The emperor said: I tell you—say it this way: all night you did bhajan of the sword. The bed could not entice you. Fragrances all around could not put you to sleep. Nothing could make you sleep. The worship of the sword continued. I tell you: women were dancing, granted they were half-naked; wine was being poured, granted people were drinking—but I tell you, just as the sword hung over you last night, death hangs over me. It did not hang only over you last night—over everyone it hangs. Suspended by a raw thread. You saw it because I hung it visibly. Death’s sword is not visible; it hangs over all.
But, he said, what has this to do with God’s bhajan? The way I worshipped the sword all night—if you see death hanging so, then you must be worshipping death?
The emperor said: no. The day death begins to be seen moment to moment, the day death is seen all around, the day it is seen that everything of the body will die, the day it is seen that all in the material world will be destroyed—that day remembrance of That begins which is not destroyed—which is immortal. Death hangs like a sword, but now in my heart there is not remembrance of death; for death is. Now my mind remembers That which is beyond death, which is not destroyed even by death, which passes through death untouched.
Prabhu-smaraṇa means remembrance of immortality, remembrance of consciousness, remembrance of the supreme reality.
And that remembrance is not something you repeat at home for five moments and it is done. That remembrance is such that it enters the pores of your being, the breath in your breath, the beat in your heart. When you rise—then in that bhajan; when you sleep—then in that bhajan; when you walk—then in that bhajan—that is intelligence.
Krishna says: there are two kinds of people in this world. The mūḍhas do not lift their eyes toward me, though I would shower them with grace. The intelligent are those who take their eyes nowhere else but to me. For once the gaze lifts toward me, nowhere else remains worth seeing. Once the gaze lifts toward me, nothing else remains worth attaining. They who have attained me have attained all.
Krishna is saying to Arjuna: understand—and journey from the world of the mūḍha to the world of the wise.
________
* Short exercise 1 *
Transcribe the passage about the emperor and the sword, starting with "And that remembrance" and going on through "bhajan—that is intelligence.".
* Short exercise 2 *
According to the passage about the emperor and the sword, what does Prabhu-smaraṇa mean?
The rows that come next have no connection to the passage.

Part of a data file
________
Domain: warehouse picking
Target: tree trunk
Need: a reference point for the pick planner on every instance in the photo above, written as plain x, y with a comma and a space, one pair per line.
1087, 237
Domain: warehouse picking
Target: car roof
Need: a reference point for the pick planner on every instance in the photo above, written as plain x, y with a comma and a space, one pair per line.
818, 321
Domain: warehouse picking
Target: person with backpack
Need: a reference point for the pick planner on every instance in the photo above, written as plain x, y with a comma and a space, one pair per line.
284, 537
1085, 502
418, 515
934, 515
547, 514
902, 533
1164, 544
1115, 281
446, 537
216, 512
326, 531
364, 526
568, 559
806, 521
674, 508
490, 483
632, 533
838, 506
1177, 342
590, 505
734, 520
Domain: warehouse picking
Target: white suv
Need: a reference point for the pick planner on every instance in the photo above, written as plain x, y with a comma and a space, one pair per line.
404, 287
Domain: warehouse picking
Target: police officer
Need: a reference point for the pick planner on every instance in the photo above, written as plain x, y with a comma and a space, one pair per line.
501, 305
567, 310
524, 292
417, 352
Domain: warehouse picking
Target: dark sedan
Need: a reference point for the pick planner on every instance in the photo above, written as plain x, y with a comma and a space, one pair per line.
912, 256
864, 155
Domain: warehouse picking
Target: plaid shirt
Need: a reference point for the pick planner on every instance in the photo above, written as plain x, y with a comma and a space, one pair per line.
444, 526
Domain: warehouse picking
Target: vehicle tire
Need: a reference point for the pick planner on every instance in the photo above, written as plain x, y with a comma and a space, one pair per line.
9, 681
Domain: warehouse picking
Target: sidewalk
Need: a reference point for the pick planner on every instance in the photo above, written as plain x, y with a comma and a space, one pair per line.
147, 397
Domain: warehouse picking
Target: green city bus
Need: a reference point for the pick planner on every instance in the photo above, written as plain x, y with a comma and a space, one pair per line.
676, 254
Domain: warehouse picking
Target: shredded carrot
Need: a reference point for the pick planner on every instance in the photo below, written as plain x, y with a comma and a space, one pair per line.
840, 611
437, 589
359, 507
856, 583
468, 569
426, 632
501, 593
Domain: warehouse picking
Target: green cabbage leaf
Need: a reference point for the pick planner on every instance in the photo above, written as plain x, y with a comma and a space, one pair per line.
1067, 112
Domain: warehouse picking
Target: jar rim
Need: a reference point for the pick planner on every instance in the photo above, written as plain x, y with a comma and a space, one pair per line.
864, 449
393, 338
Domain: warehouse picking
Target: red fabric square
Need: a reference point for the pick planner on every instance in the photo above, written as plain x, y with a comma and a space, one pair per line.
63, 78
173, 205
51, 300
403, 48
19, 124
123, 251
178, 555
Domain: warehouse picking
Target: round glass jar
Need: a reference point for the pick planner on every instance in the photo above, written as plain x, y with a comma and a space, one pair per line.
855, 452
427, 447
________
* Final result 1 *
And that remembrance is not something you repeat at home for five moments and it is done. That remembrance is such that it enters the pores of your being, the breath in your breath, the beat in your heart. When you rise—then in that bhajan; when you sleep—then in that bhajan; when you walk—then in that bhajan—that is intelligence.

* Final result 2 *
It means remembrance of immortality, remembrance of consciousness, and remembrance of the supreme reality.